(Work instructions) Could you set down exactly the lines of the data below, starting at the one that holds "Target: man in dark suit jacket" and ending at the one that holds "Look at the photo above. For each instance of the concrete", both included, and only those?

++++ Provided data

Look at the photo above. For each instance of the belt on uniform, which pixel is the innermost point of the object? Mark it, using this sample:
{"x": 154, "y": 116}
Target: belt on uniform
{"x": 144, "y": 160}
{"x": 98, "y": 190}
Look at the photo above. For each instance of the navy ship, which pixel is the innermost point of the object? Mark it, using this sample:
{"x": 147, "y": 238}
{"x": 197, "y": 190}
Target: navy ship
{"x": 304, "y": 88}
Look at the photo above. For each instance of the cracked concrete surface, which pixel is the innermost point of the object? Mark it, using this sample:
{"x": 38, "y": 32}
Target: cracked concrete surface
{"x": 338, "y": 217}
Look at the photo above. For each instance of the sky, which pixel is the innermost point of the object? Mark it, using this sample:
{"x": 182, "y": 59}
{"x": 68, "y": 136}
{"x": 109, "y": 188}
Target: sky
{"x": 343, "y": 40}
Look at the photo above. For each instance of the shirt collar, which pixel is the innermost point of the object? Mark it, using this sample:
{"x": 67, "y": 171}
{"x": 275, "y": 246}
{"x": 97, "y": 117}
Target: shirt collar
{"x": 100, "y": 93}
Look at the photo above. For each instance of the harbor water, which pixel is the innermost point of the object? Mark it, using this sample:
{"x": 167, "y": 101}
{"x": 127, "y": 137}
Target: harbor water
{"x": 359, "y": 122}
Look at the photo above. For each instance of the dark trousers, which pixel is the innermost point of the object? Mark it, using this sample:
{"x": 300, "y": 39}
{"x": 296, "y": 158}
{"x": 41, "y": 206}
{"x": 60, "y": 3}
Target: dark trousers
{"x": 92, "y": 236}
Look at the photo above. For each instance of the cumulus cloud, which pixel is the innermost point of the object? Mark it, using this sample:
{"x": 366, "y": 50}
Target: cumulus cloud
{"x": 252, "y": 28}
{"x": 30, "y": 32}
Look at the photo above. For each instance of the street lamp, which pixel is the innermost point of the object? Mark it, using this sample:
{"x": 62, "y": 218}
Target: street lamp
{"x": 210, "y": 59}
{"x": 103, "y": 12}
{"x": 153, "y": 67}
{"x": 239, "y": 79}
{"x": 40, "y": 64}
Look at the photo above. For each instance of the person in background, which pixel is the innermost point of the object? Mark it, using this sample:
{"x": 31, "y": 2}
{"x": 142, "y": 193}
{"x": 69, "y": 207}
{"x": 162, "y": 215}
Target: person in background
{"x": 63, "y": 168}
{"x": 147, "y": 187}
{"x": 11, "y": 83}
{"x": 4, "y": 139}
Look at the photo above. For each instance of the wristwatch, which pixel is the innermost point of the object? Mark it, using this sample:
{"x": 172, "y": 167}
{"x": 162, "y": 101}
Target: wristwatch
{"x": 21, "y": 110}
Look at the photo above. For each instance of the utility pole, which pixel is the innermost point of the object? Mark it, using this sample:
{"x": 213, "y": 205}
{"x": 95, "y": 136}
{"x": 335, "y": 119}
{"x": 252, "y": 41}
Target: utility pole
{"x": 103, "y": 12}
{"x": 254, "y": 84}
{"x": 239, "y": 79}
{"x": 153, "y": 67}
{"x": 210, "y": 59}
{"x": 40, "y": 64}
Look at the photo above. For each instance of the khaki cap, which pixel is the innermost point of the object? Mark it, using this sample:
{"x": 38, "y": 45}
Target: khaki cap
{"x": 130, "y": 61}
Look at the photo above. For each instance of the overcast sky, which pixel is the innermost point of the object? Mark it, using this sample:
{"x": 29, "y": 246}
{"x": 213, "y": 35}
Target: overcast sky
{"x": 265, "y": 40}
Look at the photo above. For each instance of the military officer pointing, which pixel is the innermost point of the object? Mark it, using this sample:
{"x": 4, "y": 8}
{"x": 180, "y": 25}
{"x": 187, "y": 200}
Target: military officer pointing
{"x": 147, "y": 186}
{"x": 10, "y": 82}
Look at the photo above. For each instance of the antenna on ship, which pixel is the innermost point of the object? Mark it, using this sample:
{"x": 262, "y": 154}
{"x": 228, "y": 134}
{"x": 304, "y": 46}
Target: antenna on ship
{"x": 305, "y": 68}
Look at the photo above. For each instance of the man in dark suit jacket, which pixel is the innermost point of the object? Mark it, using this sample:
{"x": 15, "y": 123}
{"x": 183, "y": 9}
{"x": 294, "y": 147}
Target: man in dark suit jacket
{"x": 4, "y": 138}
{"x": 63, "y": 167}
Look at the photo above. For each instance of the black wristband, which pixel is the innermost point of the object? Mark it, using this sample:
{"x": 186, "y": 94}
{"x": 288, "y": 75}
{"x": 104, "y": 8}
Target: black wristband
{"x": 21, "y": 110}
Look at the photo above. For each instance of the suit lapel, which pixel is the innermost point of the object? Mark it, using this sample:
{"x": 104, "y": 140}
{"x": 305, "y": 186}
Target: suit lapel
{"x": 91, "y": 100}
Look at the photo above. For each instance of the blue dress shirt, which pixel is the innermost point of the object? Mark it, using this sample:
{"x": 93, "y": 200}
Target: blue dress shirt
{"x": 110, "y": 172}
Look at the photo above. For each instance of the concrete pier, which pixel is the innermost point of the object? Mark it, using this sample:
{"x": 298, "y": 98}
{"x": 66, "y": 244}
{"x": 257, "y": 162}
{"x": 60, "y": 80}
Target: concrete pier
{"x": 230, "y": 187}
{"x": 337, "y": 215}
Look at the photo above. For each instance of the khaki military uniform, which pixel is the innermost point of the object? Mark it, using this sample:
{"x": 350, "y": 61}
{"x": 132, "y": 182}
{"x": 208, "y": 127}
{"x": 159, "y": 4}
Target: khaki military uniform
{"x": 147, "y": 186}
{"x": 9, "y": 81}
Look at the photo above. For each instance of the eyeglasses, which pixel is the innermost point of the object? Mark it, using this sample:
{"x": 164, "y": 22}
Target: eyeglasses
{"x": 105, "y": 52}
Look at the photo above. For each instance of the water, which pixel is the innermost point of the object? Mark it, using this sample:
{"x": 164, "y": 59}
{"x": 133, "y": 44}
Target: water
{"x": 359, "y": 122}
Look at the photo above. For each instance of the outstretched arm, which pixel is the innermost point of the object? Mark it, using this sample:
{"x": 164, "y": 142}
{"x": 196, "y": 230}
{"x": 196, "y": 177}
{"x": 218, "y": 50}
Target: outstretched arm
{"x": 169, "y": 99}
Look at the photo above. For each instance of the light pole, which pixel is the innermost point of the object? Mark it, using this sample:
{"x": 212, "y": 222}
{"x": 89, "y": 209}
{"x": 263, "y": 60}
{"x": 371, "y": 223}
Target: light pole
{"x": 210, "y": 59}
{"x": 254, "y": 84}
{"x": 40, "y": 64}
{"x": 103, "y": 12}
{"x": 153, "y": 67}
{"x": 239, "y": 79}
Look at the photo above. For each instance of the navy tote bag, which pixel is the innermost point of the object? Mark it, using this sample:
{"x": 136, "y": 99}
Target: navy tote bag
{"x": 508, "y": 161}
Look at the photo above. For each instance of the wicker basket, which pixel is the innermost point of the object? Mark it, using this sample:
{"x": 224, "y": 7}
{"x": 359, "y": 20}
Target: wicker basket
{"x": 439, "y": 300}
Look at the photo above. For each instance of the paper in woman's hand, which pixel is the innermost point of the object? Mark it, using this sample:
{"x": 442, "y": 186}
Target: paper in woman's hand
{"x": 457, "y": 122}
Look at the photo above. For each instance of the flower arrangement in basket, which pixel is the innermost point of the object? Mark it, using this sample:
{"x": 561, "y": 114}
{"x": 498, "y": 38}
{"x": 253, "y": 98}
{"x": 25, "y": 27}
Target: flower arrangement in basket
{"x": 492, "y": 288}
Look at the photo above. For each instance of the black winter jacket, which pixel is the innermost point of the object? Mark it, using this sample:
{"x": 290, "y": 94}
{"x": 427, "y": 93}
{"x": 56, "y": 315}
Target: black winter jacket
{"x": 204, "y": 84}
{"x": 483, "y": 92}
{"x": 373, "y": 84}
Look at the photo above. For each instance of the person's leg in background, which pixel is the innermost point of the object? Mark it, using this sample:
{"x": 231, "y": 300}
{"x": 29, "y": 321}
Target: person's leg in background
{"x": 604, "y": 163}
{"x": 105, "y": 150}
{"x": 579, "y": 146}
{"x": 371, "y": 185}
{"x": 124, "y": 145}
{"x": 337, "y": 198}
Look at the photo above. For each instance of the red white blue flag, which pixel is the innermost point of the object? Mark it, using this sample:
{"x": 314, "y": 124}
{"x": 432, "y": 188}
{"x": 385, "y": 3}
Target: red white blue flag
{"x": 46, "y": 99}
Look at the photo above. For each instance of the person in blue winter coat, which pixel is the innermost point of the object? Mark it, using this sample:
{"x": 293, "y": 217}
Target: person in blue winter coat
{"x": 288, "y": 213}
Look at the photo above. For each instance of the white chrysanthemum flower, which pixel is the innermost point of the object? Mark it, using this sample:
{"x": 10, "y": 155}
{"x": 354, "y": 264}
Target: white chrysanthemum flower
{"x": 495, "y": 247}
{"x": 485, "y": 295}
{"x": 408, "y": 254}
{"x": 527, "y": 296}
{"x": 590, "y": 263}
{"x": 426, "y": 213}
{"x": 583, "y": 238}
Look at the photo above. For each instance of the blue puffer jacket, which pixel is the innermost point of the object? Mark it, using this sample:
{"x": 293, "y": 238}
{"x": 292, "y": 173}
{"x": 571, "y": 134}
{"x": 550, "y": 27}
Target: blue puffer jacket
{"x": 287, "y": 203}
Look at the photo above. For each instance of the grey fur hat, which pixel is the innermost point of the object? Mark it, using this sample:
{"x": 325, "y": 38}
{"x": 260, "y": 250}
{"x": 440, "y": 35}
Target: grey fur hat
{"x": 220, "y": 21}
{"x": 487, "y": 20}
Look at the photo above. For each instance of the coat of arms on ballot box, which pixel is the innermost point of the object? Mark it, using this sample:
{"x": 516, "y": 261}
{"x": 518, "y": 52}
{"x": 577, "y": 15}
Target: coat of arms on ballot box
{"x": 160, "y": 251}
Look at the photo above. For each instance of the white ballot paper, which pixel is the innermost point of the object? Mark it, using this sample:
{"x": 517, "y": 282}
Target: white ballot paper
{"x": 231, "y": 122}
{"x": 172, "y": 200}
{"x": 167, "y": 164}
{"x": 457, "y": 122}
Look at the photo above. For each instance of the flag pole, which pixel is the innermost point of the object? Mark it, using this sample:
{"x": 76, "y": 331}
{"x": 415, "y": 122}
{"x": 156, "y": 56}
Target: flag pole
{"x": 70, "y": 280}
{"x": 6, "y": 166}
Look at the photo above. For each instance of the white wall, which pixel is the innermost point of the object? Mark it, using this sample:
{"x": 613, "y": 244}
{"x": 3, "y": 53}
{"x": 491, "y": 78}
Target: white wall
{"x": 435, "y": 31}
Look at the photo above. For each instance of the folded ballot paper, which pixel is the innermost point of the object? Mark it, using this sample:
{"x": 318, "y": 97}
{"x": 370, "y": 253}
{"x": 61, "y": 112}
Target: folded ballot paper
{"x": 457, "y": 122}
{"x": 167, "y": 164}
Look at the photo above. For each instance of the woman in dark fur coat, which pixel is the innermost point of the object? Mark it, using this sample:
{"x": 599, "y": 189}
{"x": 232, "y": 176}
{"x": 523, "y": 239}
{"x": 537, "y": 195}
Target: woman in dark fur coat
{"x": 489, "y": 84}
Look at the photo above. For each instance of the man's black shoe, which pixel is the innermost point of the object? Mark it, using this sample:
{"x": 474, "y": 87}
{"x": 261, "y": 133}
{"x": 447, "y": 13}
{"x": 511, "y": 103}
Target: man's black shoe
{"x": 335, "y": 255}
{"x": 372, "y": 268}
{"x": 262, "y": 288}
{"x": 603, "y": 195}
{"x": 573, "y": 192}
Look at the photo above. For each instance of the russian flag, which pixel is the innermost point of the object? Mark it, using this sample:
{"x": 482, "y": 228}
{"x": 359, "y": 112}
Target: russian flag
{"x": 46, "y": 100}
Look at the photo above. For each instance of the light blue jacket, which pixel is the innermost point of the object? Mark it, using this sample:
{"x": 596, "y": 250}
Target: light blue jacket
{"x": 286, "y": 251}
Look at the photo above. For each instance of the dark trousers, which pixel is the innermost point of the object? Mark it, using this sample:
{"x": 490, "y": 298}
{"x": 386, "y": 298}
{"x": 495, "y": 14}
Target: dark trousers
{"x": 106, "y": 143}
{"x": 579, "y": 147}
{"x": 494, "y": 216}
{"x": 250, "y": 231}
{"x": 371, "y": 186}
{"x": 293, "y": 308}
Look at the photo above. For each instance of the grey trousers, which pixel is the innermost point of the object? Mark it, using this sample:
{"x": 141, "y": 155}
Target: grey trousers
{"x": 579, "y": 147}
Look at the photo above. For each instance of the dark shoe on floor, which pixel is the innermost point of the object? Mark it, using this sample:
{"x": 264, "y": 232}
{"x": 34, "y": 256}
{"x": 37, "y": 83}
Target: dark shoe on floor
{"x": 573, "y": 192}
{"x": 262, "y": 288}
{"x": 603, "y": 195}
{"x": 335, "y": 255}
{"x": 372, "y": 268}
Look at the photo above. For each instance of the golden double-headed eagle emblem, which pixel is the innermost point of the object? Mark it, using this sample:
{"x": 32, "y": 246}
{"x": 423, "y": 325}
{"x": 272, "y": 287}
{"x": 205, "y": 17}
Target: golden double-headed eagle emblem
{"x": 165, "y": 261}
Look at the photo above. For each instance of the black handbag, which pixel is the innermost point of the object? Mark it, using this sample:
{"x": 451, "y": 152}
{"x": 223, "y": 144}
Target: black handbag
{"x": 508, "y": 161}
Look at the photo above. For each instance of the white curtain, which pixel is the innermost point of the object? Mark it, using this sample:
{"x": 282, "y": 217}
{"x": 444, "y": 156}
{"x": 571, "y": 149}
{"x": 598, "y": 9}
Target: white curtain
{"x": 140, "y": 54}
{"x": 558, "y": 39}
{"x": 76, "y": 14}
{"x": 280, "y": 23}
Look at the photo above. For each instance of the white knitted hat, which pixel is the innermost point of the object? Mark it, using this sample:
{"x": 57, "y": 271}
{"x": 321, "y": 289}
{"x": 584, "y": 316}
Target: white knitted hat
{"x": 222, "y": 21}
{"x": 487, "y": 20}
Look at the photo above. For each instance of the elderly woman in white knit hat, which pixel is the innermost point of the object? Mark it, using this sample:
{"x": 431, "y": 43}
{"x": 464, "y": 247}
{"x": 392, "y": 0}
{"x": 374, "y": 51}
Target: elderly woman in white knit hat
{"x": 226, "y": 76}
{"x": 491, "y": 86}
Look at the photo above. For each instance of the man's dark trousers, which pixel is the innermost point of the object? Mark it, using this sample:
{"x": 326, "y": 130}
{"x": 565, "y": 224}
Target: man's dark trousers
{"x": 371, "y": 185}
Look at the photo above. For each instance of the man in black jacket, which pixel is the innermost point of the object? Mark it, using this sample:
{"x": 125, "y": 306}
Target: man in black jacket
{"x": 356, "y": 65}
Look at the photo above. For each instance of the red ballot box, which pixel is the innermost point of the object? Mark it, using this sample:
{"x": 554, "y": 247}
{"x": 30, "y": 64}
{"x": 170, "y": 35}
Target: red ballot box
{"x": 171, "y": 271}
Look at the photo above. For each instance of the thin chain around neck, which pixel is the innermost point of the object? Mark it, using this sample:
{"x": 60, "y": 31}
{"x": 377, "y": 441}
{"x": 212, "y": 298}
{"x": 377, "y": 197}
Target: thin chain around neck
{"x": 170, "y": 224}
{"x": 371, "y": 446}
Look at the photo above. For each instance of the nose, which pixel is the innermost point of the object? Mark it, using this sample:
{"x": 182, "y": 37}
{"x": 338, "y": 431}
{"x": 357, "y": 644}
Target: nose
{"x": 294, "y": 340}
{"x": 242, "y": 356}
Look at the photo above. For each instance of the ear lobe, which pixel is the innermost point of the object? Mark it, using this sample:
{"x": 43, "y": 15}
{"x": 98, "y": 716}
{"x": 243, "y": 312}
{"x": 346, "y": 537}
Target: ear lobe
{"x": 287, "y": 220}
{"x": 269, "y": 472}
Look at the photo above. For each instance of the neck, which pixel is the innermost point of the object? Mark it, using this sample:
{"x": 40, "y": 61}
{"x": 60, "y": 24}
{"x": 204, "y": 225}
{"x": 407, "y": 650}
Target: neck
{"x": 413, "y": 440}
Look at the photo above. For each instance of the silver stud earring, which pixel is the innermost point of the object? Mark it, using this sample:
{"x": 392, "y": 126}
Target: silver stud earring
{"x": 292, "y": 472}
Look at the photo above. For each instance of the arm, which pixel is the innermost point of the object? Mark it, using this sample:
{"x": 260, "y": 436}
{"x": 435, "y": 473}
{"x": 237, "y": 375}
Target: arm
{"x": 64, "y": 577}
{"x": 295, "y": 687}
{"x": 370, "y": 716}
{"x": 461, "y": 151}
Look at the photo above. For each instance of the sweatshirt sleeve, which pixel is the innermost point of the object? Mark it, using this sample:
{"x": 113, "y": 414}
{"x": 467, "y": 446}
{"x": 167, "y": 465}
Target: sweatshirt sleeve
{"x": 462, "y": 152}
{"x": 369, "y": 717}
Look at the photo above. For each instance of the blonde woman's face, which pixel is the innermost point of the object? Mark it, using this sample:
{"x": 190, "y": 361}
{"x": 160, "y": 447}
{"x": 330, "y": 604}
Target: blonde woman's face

++++++++

(Result of this exercise)
Target: man in dark suit jacket
{"x": 4, "y": 138}
{"x": 63, "y": 167}
Look at the photo above. For each instance of the black wristband, which pixel is the innermost point of the object? Mark it, using this sample:
{"x": 186, "y": 94}
{"x": 288, "y": 75}
{"x": 104, "y": 8}
Target: black wristband
{"x": 21, "y": 110}
Look at the photo above. For each instance of the suit lapel, which pixel is the innermost point of the object? Mark it, using this sample:
{"x": 104, "y": 140}
{"x": 305, "y": 186}
Target: suit lapel
{"x": 91, "y": 100}
Look at the photo above. For each instance of the blue dress shirt, which pixel is the innermost point of the object? Mark it, using this sample:
{"x": 93, "y": 200}
Target: blue dress shirt
{"x": 110, "y": 172}
Look at the photo above. For each instance of the concrete pier, which pixel is the innermost point of the object? Mark it, using this sample:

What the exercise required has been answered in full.